Records for this task:
+++
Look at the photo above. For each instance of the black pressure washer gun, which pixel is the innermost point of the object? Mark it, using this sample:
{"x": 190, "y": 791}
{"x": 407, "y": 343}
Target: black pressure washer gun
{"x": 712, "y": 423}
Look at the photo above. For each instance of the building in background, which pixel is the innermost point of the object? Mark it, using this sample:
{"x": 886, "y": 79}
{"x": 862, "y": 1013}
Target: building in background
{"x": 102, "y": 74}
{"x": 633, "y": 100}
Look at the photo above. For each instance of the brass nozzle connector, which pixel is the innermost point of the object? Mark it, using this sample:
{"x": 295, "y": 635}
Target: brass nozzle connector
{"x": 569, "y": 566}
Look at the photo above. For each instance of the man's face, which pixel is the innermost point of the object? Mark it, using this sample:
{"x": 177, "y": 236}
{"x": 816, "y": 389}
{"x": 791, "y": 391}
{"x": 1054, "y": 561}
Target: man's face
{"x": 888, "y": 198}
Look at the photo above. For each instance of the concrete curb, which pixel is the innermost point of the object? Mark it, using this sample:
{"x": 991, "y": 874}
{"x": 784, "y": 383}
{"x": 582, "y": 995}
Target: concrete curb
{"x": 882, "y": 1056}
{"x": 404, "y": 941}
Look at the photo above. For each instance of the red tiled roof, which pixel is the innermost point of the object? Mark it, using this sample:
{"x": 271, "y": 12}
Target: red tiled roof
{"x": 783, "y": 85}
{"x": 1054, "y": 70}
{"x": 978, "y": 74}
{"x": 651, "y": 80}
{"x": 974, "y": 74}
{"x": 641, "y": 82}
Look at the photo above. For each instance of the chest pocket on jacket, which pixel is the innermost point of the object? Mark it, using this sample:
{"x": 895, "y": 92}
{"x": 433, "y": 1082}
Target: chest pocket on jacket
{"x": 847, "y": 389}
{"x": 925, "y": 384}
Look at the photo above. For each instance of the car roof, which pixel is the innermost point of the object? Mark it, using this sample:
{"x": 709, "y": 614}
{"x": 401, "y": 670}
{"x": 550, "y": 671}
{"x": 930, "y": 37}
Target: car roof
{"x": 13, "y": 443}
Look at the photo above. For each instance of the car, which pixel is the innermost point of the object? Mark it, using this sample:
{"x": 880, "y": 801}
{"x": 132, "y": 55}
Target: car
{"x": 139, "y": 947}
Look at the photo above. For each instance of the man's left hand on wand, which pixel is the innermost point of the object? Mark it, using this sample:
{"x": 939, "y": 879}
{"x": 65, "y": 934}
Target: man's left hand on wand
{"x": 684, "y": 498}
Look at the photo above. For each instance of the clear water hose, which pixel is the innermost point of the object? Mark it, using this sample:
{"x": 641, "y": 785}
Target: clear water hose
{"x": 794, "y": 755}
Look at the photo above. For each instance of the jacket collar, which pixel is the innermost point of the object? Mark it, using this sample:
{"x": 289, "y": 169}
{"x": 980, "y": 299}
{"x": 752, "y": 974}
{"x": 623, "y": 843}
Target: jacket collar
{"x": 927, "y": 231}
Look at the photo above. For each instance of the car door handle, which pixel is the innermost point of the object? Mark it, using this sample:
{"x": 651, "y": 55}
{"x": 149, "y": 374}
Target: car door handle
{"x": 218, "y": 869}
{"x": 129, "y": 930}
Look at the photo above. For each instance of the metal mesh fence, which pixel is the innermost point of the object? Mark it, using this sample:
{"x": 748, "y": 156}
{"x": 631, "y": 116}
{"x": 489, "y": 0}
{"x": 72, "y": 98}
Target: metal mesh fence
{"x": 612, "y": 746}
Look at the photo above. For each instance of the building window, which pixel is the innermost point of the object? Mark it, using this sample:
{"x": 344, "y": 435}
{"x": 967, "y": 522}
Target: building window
+++
Exercise task:
Retype every one of the lines above with no changes.

Response to this task:
Look at the photo above. For each instance of the black pressure washer gun, which pixel is the innermost point of the object? Mark it, using this sample:
{"x": 190, "y": 791}
{"x": 407, "y": 343}
Target: black pressure washer gun
{"x": 712, "y": 423}
Look at the photo above. For each instance of the building in background, which pixel is the innermost point of the object? Mark it, using this sample:
{"x": 886, "y": 79}
{"x": 862, "y": 1013}
Target: building in background
{"x": 102, "y": 74}
{"x": 633, "y": 100}
Look at the photo above. For each instance of the brass nozzle connector, which pixel is the innermost point of the object? Mark it, using this sample:
{"x": 295, "y": 635}
Target: brass nozzle connector
{"x": 569, "y": 566}
Look at the photo above. For each instance of the man's face, which pixel is the innermost point of the object? Mark it, using this sample:
{"x": 177, "y": 236}
{"x": 816, "y": 389}
{"x": 791, "y": 391}
{"x": 1054, "y": 561}
Target: man's face
{"x": 888, "y": 198}
Look at the photo above. For each instance of the concrete curb, which pixel is the innermost point of the object? Mark it, using this sample:
{"x": 991, "y": 874}
{"x": 784, "y": 383}
{"x": 582, "y": 995}
Target: concrete curb
{"x": 882, "y": 1056}
{"x": 404, "y": 941}
Look at the photo above. For each instance of the red tiled roof, which pixel is the innermost point of the object? Mark it, using this sample:
{"x": 271, "y": 12}
Target: red tiled roof
{"x": 783, "y": 85}
{"x": 1054, "y": 70}
{"x": 978, "y": 74}
{"x": 651, "y": 80}
{"x": 974, "y": 74}
{"x": 641, "y": 82}
Look at the photo above. For each instance of the chest pocket on jacket, which pixel is the innermost point of the object? Mark it, using this sample:
{"x": 895, "y": 92}
{"x": 433, "y": 1082}
Target: chest pocket on jacket
{"x": 847, "y": 389}
{"x": 925, "y": 384}
Look at the photo above. For each instance of the car roof, which pixel is the innermost point of the object? Mark it, using this sample:
{"x": 709, "y": 614}
{"x": 401, "y": 670}
{"x": 550, "y": 671}
{"x": 930, "y": 37}
Target: car roof
{"x": 13, "y": 443}
Look at the photo above. For each instance of the car, which pixel is the innermost point of the object? Mark it, using this sample:
{"x": 880, "y": 801}
{"x": 132, "y": 55}
Target: car
{"x": 139, "y": 947}
Look at the photo above. For each instance of the man's left hand on wand, which pixel is the innermost point of the object? Mark it, using this sample:
{"x": 939, "y": 879}
{"x": 65, "y": 934}
Target: man's left hand on wand
{"x": 684, "y": 498}
Look at the photo above. For each instance of the clear water hose, which pixel is the innermost point of the object? Mark it, using this sample:
{"x": 641, "y": 785}
Target: clear water hose
{"x": 794, "y": 755}
Look at the photo above. For each instance of the jacket collar, which pixel is the innermost point of the object? Mark it, using this sample:
{"x": 289, "y": 169}
{"x": 980, "y": 299}
{"x": 752, "y": 974}
{"x": 623, "y": 843}
Target: jacket collar
{"x": 927, "y": 231}
Look at the photo above. For each instance of the car door handle, which pixel is the innermost point of the object? Mark it, using this sample:
{"x": 651, "y": 55}
{"x": 149, "y": 374}
Target: car door handle
{"x": 218, "y": 869}
{"x": 129, "y": 930}
Look at the photo above. For each instance of the metal mesh fence, which pixel is the innermost point of the object? Mark it, using this sample:
{"x": 748, "y": 156}
{"x": 631, "y": 116}
{"x": 489, "y": 0}
{"x": 72, "y": 98}
Target: metal mesh fence
{"x": 612, "y": 746}
Look at the photo above. For each instance of the building window, which pixel is the innermost point of the object? Mark it, using this sample:
{"x": 344, "y": 435}
{"x": 967, "y": 522}
Target: building window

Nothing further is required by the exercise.